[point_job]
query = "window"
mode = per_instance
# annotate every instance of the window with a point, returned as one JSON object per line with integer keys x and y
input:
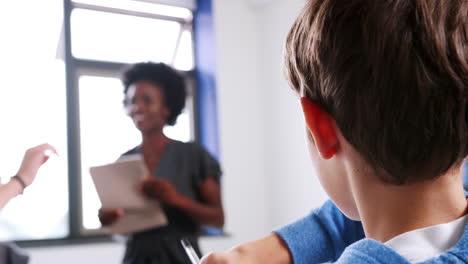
====
WHAT TO PRODUCE —
Please reproduce the entire listing above word for word, leaving out the picture.

FULL SOLUTION —
[point_job]
query = "window"
mode = per_instance
# annotate every instance of the window with a point, returned as one JSON object per line with integer keys x and y
input:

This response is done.